PROBLEM TO WORK ON: Type out the complete listing below word for word, without its pictures.

RECORD EXCERPTS:
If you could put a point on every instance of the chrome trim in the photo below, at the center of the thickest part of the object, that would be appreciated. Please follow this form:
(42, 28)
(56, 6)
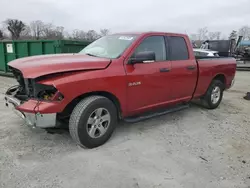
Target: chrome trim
(13, 100)
(31, 119)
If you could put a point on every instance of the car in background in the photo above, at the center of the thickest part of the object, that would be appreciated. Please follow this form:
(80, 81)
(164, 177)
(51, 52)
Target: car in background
(204, 52)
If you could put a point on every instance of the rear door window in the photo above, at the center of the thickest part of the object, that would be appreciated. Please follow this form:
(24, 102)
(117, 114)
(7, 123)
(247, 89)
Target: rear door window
(178, 48)
(155, 44)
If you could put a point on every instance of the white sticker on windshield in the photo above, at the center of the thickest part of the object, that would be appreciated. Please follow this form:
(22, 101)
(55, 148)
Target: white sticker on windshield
(125, 38)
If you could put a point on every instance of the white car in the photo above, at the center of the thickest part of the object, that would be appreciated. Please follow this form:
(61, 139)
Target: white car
(202, 52)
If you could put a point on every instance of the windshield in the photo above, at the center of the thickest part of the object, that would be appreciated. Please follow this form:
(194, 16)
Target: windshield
(111, 46)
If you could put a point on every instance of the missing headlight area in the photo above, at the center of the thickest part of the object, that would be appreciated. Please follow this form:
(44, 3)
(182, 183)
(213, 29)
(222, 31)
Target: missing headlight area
(47, 92)
(30, 89)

EXERCISE RESPONSE:
If you could put a point on every instance of the chrome trim in the photo below, at the center of the thickest part of the object, that would be appreciated. Please follow this form:
(42, 28)
(56, 6)
Target: chrome trim
(13, 100)
(31, 119)
If you could put a point on every instance of the car in background in the photo above, at the center of the thickest part of the object, that would be appreciated. Please follow this form:
(80, 81)
(164, 177)
(51, 52)
Target: car in background
(204, 52)
If you could put a point on every instance of the rear door window in the photo above, at the center of the thickest part of the object, that would be appreciated. Please follow this form:
(24, 102)
(117, 114)
(7, 123)
(247, 89)
Target: rear door window
(178, 48)
(155, 44)
If you could put a point on every instance of the white sticker on windshield in the photo above, at the center of the thickest part of the object, that would be appreciated. Please follow this form:
(22, 101)
(55, 148)
Target: white sticker on windshield
(125, 38)
If you could put a point on every instance of the white car in the photo above, at the center of the thickest part of the object, that would be appreciated. Please follow this form:
(61, 139)
Target: white car
(202, 52)
If you could put a point on every instance of the windshield in the photo above, at the center of the thickest part of the object, that would be appreciated. Please follow this form:
(194, 16)
Target: windshield
(111, 46)
If you could put a point on every instance of the missing headlight area in the photo above, at the center of the thickest part of the object, that would be appreciated. Please follow this form:
(44, 3)
(182, 183)
(213, 29)
(222, 31)
Target: missing headlight area
(47, 92)
(30, 89)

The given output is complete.